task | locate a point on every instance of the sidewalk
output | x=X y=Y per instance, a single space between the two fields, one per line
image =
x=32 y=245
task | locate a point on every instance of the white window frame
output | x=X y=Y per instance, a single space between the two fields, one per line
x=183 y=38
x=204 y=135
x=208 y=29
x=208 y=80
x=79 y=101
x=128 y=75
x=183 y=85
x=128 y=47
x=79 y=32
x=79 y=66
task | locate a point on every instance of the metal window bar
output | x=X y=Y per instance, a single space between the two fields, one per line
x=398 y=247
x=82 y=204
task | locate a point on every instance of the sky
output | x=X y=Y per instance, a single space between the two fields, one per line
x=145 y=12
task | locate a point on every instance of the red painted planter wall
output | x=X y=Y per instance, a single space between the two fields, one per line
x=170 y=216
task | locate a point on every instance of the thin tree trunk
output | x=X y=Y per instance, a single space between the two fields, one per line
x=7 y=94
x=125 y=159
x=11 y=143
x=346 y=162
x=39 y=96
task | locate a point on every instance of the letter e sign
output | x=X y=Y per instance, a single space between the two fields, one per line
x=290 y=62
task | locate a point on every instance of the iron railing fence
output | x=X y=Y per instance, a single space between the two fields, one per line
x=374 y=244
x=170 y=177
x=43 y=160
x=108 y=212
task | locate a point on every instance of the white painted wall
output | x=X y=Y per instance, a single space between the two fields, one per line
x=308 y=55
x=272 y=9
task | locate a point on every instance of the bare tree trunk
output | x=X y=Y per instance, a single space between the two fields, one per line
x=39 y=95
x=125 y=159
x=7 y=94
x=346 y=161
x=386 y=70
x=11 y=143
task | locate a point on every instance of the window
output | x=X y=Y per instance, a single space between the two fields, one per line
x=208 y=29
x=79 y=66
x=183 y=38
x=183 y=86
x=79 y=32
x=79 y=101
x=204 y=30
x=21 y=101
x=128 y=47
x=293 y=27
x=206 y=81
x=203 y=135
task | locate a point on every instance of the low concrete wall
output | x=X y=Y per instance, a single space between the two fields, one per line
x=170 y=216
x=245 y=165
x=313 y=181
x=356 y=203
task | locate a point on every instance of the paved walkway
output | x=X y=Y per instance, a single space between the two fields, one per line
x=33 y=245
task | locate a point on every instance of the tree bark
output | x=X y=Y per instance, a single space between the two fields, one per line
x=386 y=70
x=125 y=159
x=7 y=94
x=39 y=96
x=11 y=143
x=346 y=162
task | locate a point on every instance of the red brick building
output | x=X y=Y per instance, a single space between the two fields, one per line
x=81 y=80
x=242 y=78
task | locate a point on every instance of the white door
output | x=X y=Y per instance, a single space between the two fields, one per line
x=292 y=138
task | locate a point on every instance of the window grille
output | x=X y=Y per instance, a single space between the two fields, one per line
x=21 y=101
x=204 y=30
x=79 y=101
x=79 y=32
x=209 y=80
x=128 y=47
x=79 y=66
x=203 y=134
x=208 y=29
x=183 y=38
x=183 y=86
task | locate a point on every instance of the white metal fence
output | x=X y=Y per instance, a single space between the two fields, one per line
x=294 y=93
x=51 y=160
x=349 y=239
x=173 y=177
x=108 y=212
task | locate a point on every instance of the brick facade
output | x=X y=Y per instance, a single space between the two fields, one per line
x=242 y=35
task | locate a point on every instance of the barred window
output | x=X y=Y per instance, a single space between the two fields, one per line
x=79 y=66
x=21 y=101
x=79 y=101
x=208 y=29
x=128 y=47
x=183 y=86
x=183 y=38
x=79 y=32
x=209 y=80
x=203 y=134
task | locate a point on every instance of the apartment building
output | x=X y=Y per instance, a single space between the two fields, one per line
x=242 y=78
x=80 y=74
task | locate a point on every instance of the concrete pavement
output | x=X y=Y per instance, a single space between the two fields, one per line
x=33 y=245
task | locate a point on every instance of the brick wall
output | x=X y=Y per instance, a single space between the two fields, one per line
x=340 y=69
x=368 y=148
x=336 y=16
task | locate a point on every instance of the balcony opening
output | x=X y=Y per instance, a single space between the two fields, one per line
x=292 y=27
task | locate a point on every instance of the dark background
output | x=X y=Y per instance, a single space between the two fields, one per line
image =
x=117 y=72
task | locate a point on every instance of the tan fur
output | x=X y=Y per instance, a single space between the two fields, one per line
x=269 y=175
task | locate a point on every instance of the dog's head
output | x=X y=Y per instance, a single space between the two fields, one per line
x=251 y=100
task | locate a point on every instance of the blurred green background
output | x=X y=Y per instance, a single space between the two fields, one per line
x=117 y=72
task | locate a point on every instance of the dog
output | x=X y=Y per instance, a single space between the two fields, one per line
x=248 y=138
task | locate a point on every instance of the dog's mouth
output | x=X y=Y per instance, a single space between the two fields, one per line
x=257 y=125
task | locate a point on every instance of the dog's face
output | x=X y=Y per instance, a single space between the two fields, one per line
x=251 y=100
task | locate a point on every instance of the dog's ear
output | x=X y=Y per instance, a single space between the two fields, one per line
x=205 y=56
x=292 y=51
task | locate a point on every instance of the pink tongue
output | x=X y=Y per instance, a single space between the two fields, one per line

# # # # #

> **PROBLEM DESCRIPTION**
Copy each line of the data exactly, leaving nothing out.

> **COMPLETE OUTPUT**
task | locate a point on every instance of the sidewalk
output | x=X y=Y per instance, a single space between the two fields, one per line
image =
x=32 y=245
task | locate a point on every instance of the white window frame
output | x=X y=Y per instance, a single space between the two fields, one per line
x=183 y=38
x=204 y=135
x=208 y=29
x=208 y=80
x=79 y=101
x=128 y=75
x=183 y=85
x=128 y=47
x=79 y=32
x=79 y=66
task | locate a point on every instance of the metal window bar
output | x=X y=Y per instance, a single space between the two fields, one per line
x=398 y=247
x=82 y=204
task | locate a point on every instance of the sky
output | x=X y=Y per instance, a single space between the two fields, one per line
x=145 y=12
task | locate a point on every instance of the red painted planter wall
output | x=X y=Y per instance, a single space between the two fields, one per line
x=170 y=216
task | locate a point on every instance of the thin tree trunk
output | x=X y=Y per instance, a single space between the two fields, one per line
x=7 y=94
x=125 y=159
x=11 y=143
x=346 y=162
x=39 y=96
task | locate a point on every instance of the letter e sign
output | x=X y=Y per instance, a single space between the two fields, one per line
x=290 y=62
task | locate a point on every instance of the iron railing fence
output | x=X y=Y per instance, a single space between the two fields, one per line
x=374 y=244
x=170 y=177
x=43 y=160
x=108 y=212
task | locate a point on every instance of the white painted wall
output | x=X y=Y per instance, a single space between the two fields, one per line
x=308 y=55
x=272 y=9
task | locate a point on every instance of the bare tree trunk
output | x=X y=Y per instance, a single space between the two fields, one per line
x=39 y=95
x=125 y=159
x=7 y=94
x=346 y=161
x=386 y=70
x=11 y=143
task | locate a point on every instance of the window
output | x=X y=Y per instance, a single space between the two fields, one per line
x=208 y=29
x=79 y=66
x=183 y=38
x=183 y=86
x=79 y=32
x=79 y=101
x=204 y=30
x=21 y=101
x=128 y=47
x=293 y=27
x=206 y=81
x=203 y=135
task | locate a point on every instance of the low concrete wall
output | x=X y=Y per instance, a single space between the two fields, one per line
x=170 y=216
x=245 y=165
x=313 y=181
x=356 y=203
task | locate a point on every instance of the paved walkway
output | x=X y=Y per instance, a single space between the two fields, one per line
x=33 y=245
task | locate a point on every instance of the tree bark
output | x=X y=Y per instance, a single space between the two fields, one per line
x=386 y=70
x=125 y=159
x=7 y=94
x=39 y=96
x=11 y=143
x=346 y=162
task | locate a point on every instance of the red brick building
output | x=X y=Y per instance, a single space between the two fields, one per line
x=81 y=80
x=242 y=78
task | locate a point on every instance of the white door
output | x=X y=Y per instance, a single space between the two fields, one per line
x=292 y=138
task | locate a point on every instance of the window grille
output | x=X y=Y per instance, a single space between the two fields, one per line
x=21 y=101
x=204 y=30
x=79 y=101
x=79 y=32
x=209 y=80
x=128 y=47
x=79 y=66
x=203 y=134
x=208 y=29
x=183 y=38
x=183 y=86
task | locate a point on every instance of the white metal fence
output | x=X y=Y per instance, a single space between the two fields, one per line
x=294 y=93
x=51 y=160
x=349 y=239
x=173 y=177
x=108 y=212
task | locate a point on every instance of the brick facade
output | x=X y=Y per instance, a single space between the two fields, one per line
x=242 y=35
task | locate a point on every instance of the barred window
output | x=X y=Y per instance, a single space between the two fields, one per line
x=79 y=66
x=21 y=101
x=79 y=101
x=208 y=29
x=128 y=47
x=183 y=86
x=183 y=38
x=79 y=32
x=209 y=80
x=203 y=134
task | locate a point on every instance of the apartment building
output | x=X y=Y per instance, a single space between the two fields, one per line
x=242 y=78
x=80 y=74
task | locate a point on every instance of the concrete pavement
output | x=X y=Y per instance, a single space between the two fields, one per line
x=33 y=245
task | locate a point on every instance of the brick wall
output | x=X y=Y per instance, a single space between the two fields, one per line
x=340 y=69
x=368 y=148
x=336 y=16
task | locate a point on every instance of the balcony opening
output | x=X y=Y per instance, a single space between the two fields, one per line
x=292 y=27
task | locate a point on every instance of the dark background
output | x=X y=Y per instance, a single space between the two fields, one per line
image =
x=117 y=72
task | locate a point on every instance of the tan fur
output | x=X y=Y per instance, a single space between the two fields, one per line
x=269 y=175
task | locate a point on every instance of the dog's head
output | x=X y=Y per instance, a single space between the two fields, one per line
x=251 y=100
task | locate a point on every instance of the blurred green background
output | x=X y=Y per instance, a single space between the two fields, one per line
x=117 y=72
task | locate a point on every instance of the dog
output | x=X y=Y per instance, a single space between the two fields, one per line
x=248 y=138
task | locate a point on every instance of the dog's mouth
output | x=X y=Y per instance, a single space between the two fields, one per line
x=257 y=125
task | locate a point on every instance of the dog's face
output | x=X y=Y per instance, a single space between the two fields, one per line
x=251 y=100
task | locate a point on every instance of the dog's ear
output | x=X y=Y per instance, a single space between the two fields, one per line
x=205 y=56
x=292 y=51
task | locate a point on every instance of the pink tongue
output | x=X y=Y per instance, a single space between the two fields, one per line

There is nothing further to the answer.